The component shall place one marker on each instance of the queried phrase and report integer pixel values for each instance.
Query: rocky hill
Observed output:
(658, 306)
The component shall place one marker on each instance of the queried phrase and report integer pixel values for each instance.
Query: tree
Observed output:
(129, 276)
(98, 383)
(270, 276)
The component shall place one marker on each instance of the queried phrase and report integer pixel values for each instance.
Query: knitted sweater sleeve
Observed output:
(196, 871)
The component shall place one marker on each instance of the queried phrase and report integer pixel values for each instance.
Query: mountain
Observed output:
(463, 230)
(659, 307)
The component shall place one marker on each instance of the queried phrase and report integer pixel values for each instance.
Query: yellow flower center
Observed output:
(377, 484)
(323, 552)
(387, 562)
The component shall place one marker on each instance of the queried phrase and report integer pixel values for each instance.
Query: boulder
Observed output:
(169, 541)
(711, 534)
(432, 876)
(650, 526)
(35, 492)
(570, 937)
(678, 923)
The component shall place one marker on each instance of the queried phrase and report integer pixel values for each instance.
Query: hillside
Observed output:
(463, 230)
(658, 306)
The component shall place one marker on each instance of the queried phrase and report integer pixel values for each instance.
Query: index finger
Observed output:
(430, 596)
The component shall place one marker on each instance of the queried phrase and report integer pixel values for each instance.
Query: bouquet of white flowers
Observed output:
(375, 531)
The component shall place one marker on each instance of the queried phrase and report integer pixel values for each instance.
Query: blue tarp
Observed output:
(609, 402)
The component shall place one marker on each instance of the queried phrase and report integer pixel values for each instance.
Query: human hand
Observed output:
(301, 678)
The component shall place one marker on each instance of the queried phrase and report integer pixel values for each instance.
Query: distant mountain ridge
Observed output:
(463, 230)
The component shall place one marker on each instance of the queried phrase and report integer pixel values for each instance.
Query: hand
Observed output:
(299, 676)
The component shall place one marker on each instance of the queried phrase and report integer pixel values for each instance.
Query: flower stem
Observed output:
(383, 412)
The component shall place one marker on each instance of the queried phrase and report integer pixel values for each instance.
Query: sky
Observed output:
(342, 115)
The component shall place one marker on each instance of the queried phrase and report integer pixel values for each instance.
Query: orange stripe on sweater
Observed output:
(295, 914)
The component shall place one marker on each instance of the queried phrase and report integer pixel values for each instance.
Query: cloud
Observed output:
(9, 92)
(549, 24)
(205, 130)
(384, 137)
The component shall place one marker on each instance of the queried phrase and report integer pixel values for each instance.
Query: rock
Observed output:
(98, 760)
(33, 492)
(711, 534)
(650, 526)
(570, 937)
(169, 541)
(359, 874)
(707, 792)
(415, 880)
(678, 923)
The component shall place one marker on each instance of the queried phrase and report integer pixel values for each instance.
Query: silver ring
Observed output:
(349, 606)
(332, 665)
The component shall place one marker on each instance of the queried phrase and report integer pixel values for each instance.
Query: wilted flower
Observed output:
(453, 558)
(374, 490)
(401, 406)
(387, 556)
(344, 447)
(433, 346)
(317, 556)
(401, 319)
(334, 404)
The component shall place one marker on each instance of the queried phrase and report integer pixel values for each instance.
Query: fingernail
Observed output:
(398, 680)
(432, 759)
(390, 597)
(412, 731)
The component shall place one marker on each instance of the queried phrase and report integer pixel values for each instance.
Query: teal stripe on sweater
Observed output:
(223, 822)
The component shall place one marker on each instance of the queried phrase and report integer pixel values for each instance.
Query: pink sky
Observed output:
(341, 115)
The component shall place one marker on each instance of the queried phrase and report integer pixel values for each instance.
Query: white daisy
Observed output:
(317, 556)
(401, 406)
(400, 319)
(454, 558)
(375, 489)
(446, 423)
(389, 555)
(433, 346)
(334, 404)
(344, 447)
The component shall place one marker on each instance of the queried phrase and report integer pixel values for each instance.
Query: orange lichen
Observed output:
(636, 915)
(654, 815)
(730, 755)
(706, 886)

==================================================

:: WHAT THIS TASK INVOLVES ::
Take exactly the lines from the one containing "Query: tree" through the one containing "Query: boulder" in the data above, and output them with nothing added.

:: ANSWER BOX ::
Query: tree
Observed output:
(129, 276)
(98, 383)
(270, 276)
The component shall place one marker on each instance of the queried phrase and report integer pixel values for each instance.
Query: knitted sweater sleeve
Observed output:
(196, 871)
The component shall place one marker on each instance of the queried phrase and report integer pixel values for each instance.
Query: mountain
Observed output:
(463, 230)
(659, 307)
The component shall place one marker on each instance of the queried phrase and report integer pixel values for each instance.
Query: yellow flower center
Observed output:
(377, 484)
(323, 552)
(387, 562)
The component shall place one marker on each instance of the queried phrase and report integer pixel values for each instance.
Query: boulder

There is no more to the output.